> **CHALLENGE**: Repeat all of the data below word for word.

[START MATERIAL TO PROCESS]

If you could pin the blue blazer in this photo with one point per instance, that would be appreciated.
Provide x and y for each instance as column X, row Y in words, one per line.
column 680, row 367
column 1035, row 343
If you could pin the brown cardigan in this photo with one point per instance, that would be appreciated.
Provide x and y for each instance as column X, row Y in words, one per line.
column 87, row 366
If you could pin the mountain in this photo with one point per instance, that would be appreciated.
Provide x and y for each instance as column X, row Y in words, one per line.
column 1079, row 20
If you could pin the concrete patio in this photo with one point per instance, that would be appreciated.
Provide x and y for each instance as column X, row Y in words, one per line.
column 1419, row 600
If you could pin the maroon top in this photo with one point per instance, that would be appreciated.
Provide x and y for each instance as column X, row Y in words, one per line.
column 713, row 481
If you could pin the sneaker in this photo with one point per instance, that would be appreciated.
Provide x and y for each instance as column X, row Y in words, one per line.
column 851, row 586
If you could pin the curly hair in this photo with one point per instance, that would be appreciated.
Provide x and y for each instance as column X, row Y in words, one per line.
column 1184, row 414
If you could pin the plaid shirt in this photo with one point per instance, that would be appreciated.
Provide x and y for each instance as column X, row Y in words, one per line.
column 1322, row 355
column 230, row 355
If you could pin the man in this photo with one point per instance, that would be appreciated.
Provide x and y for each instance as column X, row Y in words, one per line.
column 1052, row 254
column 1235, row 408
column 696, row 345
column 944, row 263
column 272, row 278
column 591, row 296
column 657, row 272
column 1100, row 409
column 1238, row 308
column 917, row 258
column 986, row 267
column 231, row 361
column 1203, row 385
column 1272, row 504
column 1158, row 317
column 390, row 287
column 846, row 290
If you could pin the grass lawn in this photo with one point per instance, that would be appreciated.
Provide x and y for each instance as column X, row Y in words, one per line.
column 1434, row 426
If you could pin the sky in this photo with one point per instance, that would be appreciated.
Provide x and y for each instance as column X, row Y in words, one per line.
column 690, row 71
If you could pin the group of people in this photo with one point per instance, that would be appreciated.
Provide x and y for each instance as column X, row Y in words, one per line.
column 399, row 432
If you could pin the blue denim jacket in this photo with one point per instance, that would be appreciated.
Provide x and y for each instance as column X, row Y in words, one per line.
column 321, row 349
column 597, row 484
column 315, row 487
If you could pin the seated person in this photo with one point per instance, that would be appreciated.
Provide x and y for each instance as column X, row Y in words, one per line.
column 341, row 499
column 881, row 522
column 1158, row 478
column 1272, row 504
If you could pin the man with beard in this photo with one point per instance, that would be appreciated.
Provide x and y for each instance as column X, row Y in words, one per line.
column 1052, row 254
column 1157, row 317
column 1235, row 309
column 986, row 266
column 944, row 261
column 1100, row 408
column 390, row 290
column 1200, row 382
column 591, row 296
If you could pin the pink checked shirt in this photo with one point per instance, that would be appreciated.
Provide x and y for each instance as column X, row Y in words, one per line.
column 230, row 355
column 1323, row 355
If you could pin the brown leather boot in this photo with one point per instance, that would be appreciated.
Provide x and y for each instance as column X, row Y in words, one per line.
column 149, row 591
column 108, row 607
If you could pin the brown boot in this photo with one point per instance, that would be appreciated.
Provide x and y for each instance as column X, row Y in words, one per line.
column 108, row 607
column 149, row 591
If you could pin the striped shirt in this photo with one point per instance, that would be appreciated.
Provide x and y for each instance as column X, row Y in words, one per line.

[END MATERIAL TO PROCESS]

> **RESPONSE**:
If you could pin the blue blazer in this photo with one point per instance, that would be appreciated.
Provide x and y for each instance as column X, row Y in words, one per line.
column 680, row 367
column 1035, row 343
If you could pin the brown cardigan in this photo with one point per instance, that would be appreciated.
Provide x and y for each instance as column X, row Y in words, one per line.
column 87, row 366
If you could pin the mountain in this photo with one point per instance, that would be appreciated.
Provide x and y for each instance as column X, row Y in words, one per line.
column 1079, row 20
If you could pin the concrete patio in this photo with one point per instance, that would be appreciated.
Provide x and y for each instance as column X, row Y in words, one per line.
column 1419, row 600
If you could pin the maroon top in this photo with one point per instance, that would be appreciated.
Provide x and y for each instance as column X, row Y in words, one per line.
column 713, row 481
If you could pin the sneaker in this photo with one point per instance, that would be appreciated.
Provide x and y for each instance as column X, row Y in words, one per line.
column 851, row 586
If you could pin the curly hair in this photo with one point per instance, that would be appreciated.
Provide x and y for each instance as column X, row Y in words, one per line.
column 1184, row 414
If you could pin the plaid shirt in this photo with one point per instance, that would be appreciated.
Provide x and y for each instance as column X, row Y in words, one per line.
column 1322, row 355
column 230, row 355
If you could pin the man in this photo with one point per instance, that would be appreciated.
Provide x and y for each instance as column X, row Y in words, one per line.
column 1052, row 254
column 1235, row 408
column 696, row 345
column 944, row 263
column 272, row 278
column 591, row 296
column 657, row 272
column 1100, row 409
column 1238, row 308
column 917, row 258
column 986, row 267
column 231, row 361
column 1203, row 385
column 1272, row 504
column 1158, row 317
column 390, row 287
column 846, row 290
If you could pin the grass lawn in this photo with one point per instance, that would be appreciated.
Provide x and y for each instance as column X, row Y in words, one per line.
column 1434, row 426
If you could pin the sky in this photo with one point per instance, that would be appreciated.
Provide x and y for each instance as column X, row Y in words, one per line.
column 690, row 71
If you could pin the group of people in this photo with one point per instance, that would be appreciated.
Provide x and y for each instance as column X, row Y in words, one per line.
column 399, row 432
If you could pin the blue denim jacket in this photo with one point per instance, that would be appreciated.
Provide x and y for each instance as column X, row Y in words, one per line.
column 321, row 349
column 597, row 484
column 315, row 487
If you could pin the seated person in this photo with one point per instance, that would be appreciated.
Provide x and y for each instance as column X, row Y in words, one per line.
column 341, row 499
column 881, row 522
column 1158, row 478
column 1272, row 504
If you could pin the man with beard in this photo with one point per instance, that would be appreciated.
Provide x and y for each instance as column X, row Y in words, one per line.
column 1052, row 254
column 1157, row 317
column 1235, row 309
column 986, row 266
column 944, row 261
column 1100, row 408
column 390, row 290
column 1200, row 382
column 591, row 296
If you could pin the pink checked shirt in this photo with one point per instance, that would be appreciated.
Provide x and y for each instance as column X, row Y in words, one per line.
column 230, row 355
column 1323, row 355
If you could pin the brown leather boot in this photo with one point per instance, that would be appreciated.
Provide x and y for each instance as column X, row Y in words, one per line.
column 149, row 591
column 108, row 607
If you could pin the brown boot in this photo with one point per instance, that would be appreciated.
Provide x and y for each instance as column X, row Y in words, one per line.
column 108, row 607
column 149, row 591
If you could pin the striped shirt in this photo with one point per instance, that would be appreciated.
Provide x and y for each instance as column X, row Y in words, one per line.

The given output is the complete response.